Given exercise
Would you extract the whole listing below and retype it exactly?

Working data

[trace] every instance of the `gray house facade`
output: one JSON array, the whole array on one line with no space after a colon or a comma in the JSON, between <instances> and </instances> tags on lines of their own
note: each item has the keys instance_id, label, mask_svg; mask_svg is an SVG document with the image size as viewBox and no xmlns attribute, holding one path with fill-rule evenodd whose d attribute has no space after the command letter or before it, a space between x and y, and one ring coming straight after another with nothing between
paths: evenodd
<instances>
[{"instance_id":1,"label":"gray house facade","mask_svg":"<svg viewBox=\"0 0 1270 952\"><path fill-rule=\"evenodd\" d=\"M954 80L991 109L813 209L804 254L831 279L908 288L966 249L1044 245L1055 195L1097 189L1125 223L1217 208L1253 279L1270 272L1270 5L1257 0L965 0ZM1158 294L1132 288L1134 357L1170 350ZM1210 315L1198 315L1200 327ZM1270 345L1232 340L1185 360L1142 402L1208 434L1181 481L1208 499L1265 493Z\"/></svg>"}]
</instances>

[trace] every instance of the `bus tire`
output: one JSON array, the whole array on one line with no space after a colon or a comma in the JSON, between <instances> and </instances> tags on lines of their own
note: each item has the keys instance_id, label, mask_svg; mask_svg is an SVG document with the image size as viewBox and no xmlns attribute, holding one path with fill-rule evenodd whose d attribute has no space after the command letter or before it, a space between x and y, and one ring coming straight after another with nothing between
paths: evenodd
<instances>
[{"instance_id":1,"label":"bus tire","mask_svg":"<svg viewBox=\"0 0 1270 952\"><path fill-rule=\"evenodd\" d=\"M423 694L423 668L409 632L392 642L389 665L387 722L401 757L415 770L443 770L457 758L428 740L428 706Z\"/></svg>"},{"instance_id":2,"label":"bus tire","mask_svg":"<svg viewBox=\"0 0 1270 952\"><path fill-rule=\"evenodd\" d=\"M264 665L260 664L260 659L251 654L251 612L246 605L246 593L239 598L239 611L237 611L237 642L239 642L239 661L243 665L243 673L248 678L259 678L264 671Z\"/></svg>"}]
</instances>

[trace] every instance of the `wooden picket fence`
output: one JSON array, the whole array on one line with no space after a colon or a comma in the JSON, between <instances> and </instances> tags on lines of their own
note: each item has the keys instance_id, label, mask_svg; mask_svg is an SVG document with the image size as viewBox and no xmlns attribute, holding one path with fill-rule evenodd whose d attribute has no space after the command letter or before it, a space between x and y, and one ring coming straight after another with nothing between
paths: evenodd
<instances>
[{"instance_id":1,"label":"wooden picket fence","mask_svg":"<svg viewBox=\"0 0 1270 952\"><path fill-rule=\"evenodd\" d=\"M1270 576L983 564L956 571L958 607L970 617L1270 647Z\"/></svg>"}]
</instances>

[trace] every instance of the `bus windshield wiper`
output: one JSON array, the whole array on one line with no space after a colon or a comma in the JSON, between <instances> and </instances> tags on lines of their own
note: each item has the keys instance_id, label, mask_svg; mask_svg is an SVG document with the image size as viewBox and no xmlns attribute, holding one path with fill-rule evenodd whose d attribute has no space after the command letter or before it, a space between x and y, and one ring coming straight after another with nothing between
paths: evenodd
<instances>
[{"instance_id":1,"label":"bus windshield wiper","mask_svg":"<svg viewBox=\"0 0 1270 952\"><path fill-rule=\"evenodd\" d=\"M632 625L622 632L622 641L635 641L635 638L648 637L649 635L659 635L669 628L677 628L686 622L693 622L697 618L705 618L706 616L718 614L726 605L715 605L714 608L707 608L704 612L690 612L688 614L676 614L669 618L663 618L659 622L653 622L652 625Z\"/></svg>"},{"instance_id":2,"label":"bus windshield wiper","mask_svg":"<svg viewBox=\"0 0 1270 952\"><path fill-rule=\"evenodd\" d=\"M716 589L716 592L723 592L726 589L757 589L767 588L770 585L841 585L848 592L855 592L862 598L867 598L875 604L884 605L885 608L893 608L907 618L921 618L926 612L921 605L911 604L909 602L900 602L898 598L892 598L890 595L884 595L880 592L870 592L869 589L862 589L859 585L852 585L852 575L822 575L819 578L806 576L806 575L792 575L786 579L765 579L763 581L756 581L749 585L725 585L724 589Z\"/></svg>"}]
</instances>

Solution below
[trace] every instance of the `gray house facade`
output: one JSON array, the whole array on one line with no space after a colon or a comma in the JSON, between <instances> and </instances> tags on lines of their own
note: each item has the keys instance_id, label, mask_svg; mask_svg is an SVG document with the image size as viewBox and no xmlns attribute, holding one path with fill-rule evenodd whose d attribute has no space after the command letter or before it, a space between x and y, and one ring coming straight after another with nothing between
paths: evenodd
<instances>
[{"instance_id":1,"label":"gray house facade","mask_svg":"<svg viewBox=\"0 0 1270 952\"><path fill-rule=\"evenodd\" d=\"M954 80L991 109L813 209L804 254L831 279L908 288L966 249L1044 245L1055 195L1097 189L1125 223L1217 208L1253 279L1270 272L1270 5L1257 0L965 0ZM1158 294L1132 288L1134 357L1170 350ZM1210 315L1198 315L1200 327ZM1270 345L1232 340L1185 360L1142 402L1208 434L1181 481L1208 499L1265 493Z\"/></svg>"}]
</instances>

[trace] every instance of the `bus tire`
output: one JSON array, the whole array on one line with no space after a colon or a comma in the JSON, between <instances> and </instances> tags on lines of their own
note: each item has the keys instance_id, label, mask_svg; mask_svg is an SVG document with the image size as viewBox and no xmlns attribute, holding one path with fill-rule evenodd whose d attribute has no space after the command letter or before it, a space between x and y, and one ring coming straight after another with nothing between
paths: evenodd
<instances>
[{"instance_id":1,"label":"bus tire","mask_svg":"<svg viewBox=\"0 0 1270 952\"><path fill-rule=\"evenodd\" d=\"M423 694L423 668L409 632L392 642L389 665L387 722L401 757L415 770L443 770L457 758L428 740L428 706Z\"/></svg>"},{"instance_id":2,"label":"bus tire","mask_svg":"<svg viewBox=\"0 0 1270 952\"><path fill-rule=\"evenodd\" d=\"M264 665L260 664L260 659L251 654L251 612L246 605L246 593L239 598L239 611L237 611L237 642L239 642L239 661L243 665L243 673L248 678L259 678L264 671Z\"/></svg>"}]
</instances>

[trace] every instance of the `wooden picket fence`
output: one JSON array, the whole array on one line with no space after a colon or a comma in the JSON, between <instances> and </instances> tags on lines of their own
note: each item has the keys instance_id, label, mask_svg; mask_svg is an SVG document with the image size as viewBox and no xmlns attribute, holding one path with fill-rule evenodd whose d attribute has no space after the command letter or before it, a space between x and y, and one ring coming straight after another with nothing between
paths: evenodd
<instances>
[{"instance_id":1,"label":"wooden picket fence","mask_svg":"<svg viewBox=\"0 0 1270 952\"><path fill-rule=\"evenodd\" d=\"M1270 576L983 564L956 571L958 607L970 617L1270 647Z\"/></svg>"}]
</instances>

[trace] every instance of the `bus windshield wiper`
output: one JSON array, the whole array on one line with no space after a colon or a comma in the JSON, between <instances> and </instances> tags on lines of their own
note: each item has the keys instance_id, label, mask_svg; mask_svg is an SVG document with the image size as viewBox and no xmlns attribute, holding one path with fill-rule evenodd whose d attribute has no space after the command letter or before it, a space between x and y, and one ring coming straight after another with nothing between
paths: evenodd
<instances>
[{"instance_id":1,"label":"bus windshield wiper","mask_svg":"<svg viewBox=\"0 0 1270 952\"><path fill-rule=\"evenodd\" d=\"M632 625L622 632L622 641L635 641L635 638L648 637L649 635L659 635L669 628L677 628L686 622L693 622L697 618L705 618L706 616L718 614L726 605L715 605L714 608L707 608L704 612L690 612L688 614L676 614L669 618L663 618L659 622L653 622L652 625Z\"/></svg>"},{"instance_id":2,"label":"bus windshield wiper","mask_svg":"<svg viewBox=\"0 0 1270 952\"><path fill-rule=\"evenodd\" d=\"M716 589L716 592L723 592L726 589L757 589L767 588L770 585L841 585L848 592L855 592L862 598L867 598L875 604L884 605L885 608L893 608L907 618L921 618L926 612L921 605L911 604L909 602L900 602L898 598L892 598L890 595L884 595L880 592L870 592L869 589L862 589L859 585L852 585L852 575L822 575L819 578L806 576L806 575L792 575L786 579L765 579L763 581L756 581L749 585L725 585L724 589Z\"/></svg>"}]
</instances>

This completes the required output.